Required work:
Repeat the whole listing exactly as it appears.

Records supplied:
-.-.-

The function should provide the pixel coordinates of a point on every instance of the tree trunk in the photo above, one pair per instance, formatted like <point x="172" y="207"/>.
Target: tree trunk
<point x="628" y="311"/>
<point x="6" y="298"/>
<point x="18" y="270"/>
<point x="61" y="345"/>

-.-.-

Exercise solution:
The function should provide the pixel coordinates of a point on every instance of the tree trunk in the photo above, one pair per instance, formatted like <point x="172" y="207"/>.
Target: tree trunk
<point x="628" y="311"/>
<point x="6" y="298"/>
<point x="18" y="270"/>
<point x="61" y="345"/>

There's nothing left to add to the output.